> [TASKS FOR THIS EXERCISE]:
1: Write out the part of the Beckel biography from "United States Air Force general" up to and including "Force Base, California.".
2: Using the Beckel biography, mark each statement yes or no, and quote the words that decide it: (a) Beckel was born in Walla Walla, Washington. (b) He completed National War College in 1971. (c) He received his pilot wings at Luke Air Force Base.
3: Turn the paragraph of the Beckel biography that begins "Beckel was born in Walla Walla" into a short list of its main facts.

> [GIVEN PASSAGE]:
Content starts

United States Air Force general

Robert Duane Beckel (January 2, 1937 - November 8, 2025) was a retired lieutenant general in the United States Air Force. He was the commander of the Fifteenth Air Force at March Air Force Base, California.

Beckel was born in Walla Walla, Washington, in 1937. He earned a Bachelor of Science degree from the U.S. Air Force Academy in 1959 as a member of its first class, and a Master of Science degree in international affairs from George Washington University in 1971. He completed the Naval Command and Staff Course in 1971, and National War College in 1975. Upon graduation from the academy, he was commissioned as a second lieutenant. He received pilot wings in June 1960 at Vance Air Force Base, Okla., where he was the outstanding graduate of his class. He then completed jet fighter training at Luke Air Force Base, Arizona, and Nellis Air Force Base, Nevada. In August 1961 General Beckel was assigned to the 49th Tactical Fighter Wing, Spangdahlem Air Base, West Germany, where he flew F-100s and F-105s.

Content ends

> [DATA]:
Content starts

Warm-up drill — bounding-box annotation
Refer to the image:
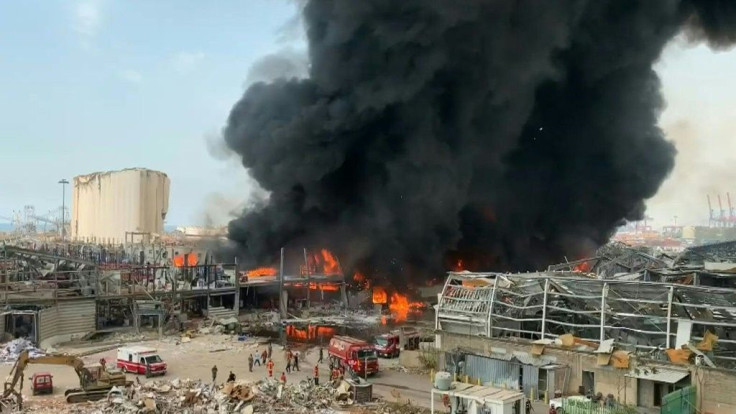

Content ends

> [TASK-BY-TASK RESULTS]:
1:
United States Air Force general

Robert Duane Beckel (January 2, 1937 - November 8, 2025) was a retired lieutenant general in the United States Air Force. He was the commander of the Fifteenth Air Force at March Air Force Base, California.

2:
(a) Yes: "Beckel was born in Walla Walla, Washington, in 1937."
(b) No: "National War College in 1975."
(c) No: "He received pilot wings in June 1960 at Vance Air Force Base, Okla."

3:
- Born in Walla Walla, Washington, in 1937.
- Bachelor of Science, U.S. Air Force Academy, 1959, as a member of its first class; commissioned a second lieutenant on graduation.
- Master of Science in international affairs, George Washington University, 1971.
- Completed the Naval Command and Staff Course in 1971 and National War College in 1975.
- Received pilot wings in June 1960 at Vance Air Force Base, Okla., as the outstanding graduate of his class.
- Completed jet fighter training at Luke Air Force Base, Arizona, and Nellis Air Force Base, Nevada.
- In August 1961, assigned to the 49th Tactical Fighter Wing, Spangdahlem Air Base, West Germany, flying F-100s and F-105s.